***** 提示文

太陽信仰は人間の生理に根ざす
  "太陽活動と景気(日経、嶋中雄二)参照"

 人類にとって太陽は神、「太陽信仰」は宗教の根元である。
 人間は太陽を敬い、手を合わす。太陽が農作物を育て、自然の数々の恵みを与え、人間生活になくてはならない存在故に、畏れ、敬い、祈る対象となったのは当然といえようが、単にそのような経済的、功利的理由だけではなさそうである。太陽信仰はもっと人間生理との関わりが深いところにあるのではないか?
太陽活動と人間生理
磁気嵐の影響

 太陽活動はほぼ11年周期で変動する。活動が激しい時期には黒点の数や、大爆発(フレア)が増え、地球に磁気嵐などの影響が出る。
 「黒点」は太陽内部にある磁場の一部が光球面に浮力がつく形で顔を出したもの。表面に現れる磁場のエネルギーが弱くなると黒点数は減り、強くなると増加する。

磁気嵐の影響事例

 "太陽活動の活発な日には心筋梗塞と狭心症の発作が20%も増える。磁気嵐で電話回線が故障しているとき、患者数が多い(心筋梗塞の臨床研究)"

 "黒点の出現から2〜3日間の自動車事故の件数が多い。報告事例によると(旧ソ連)、黒点数少ないときの4倍、(日本)、1996年7月1日〜15日、半月間の日本の10大都市自動車事故集計、黒点が最大に達した7月7日、事故件数も最大に達した"

"自殺約8%増える(ドイツ医者、デュール)"

 "磁気嵐の撹乱は人の精神活動を乱す。精神病院患者の乱れと黒点数は相関する。精神分裂症の患者数は太陽活動の周期と同じく、約10〜11年の周期的変化を繰り返すで(アメリカ整形外科医ベッカー)"

人間は自然の子、体内にか抱える磁場

 人には磁場が存在する。血液中のヘモグロビン鉄と色素の複合体"ヘモ"と蛋白質である"グロビン"から成る"グロビン"磁性を持たないが、"ヘモ"は鉄分なので磁性を持つ。血液が磁気性質を持ち、太陽の磁気嵐に影響を受ける所以である。

**********

太陽信仰についての文章では、人間が太陽を畏れ、敬い、祈る対象としたのは当然だとされています。その理由として文章が挙げている点を説明してください。

***** データ項目

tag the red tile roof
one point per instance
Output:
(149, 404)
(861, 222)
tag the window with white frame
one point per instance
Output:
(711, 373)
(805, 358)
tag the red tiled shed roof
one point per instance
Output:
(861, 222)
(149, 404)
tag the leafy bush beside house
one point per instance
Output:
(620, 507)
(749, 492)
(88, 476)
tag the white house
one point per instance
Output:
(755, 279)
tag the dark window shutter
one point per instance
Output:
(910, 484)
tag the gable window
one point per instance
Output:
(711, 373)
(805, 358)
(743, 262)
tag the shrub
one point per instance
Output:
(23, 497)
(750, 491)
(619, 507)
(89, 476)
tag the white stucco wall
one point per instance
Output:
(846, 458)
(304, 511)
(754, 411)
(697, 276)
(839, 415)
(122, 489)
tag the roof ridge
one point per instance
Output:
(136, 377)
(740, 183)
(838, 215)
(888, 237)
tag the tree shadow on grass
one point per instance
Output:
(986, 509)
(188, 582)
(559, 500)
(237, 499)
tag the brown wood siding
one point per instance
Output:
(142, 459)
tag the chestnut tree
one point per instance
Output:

**********

» **課題の結果**: 太陽が農作物を育て、自然の数々の恵みを与え、人間生活になくてはならない存在だからです。文章はこれを経済的、功利的な理由としたうえで、それだけではなく、太陽信仰は人間の生理とも深く関わっているのではないかと問いかけています。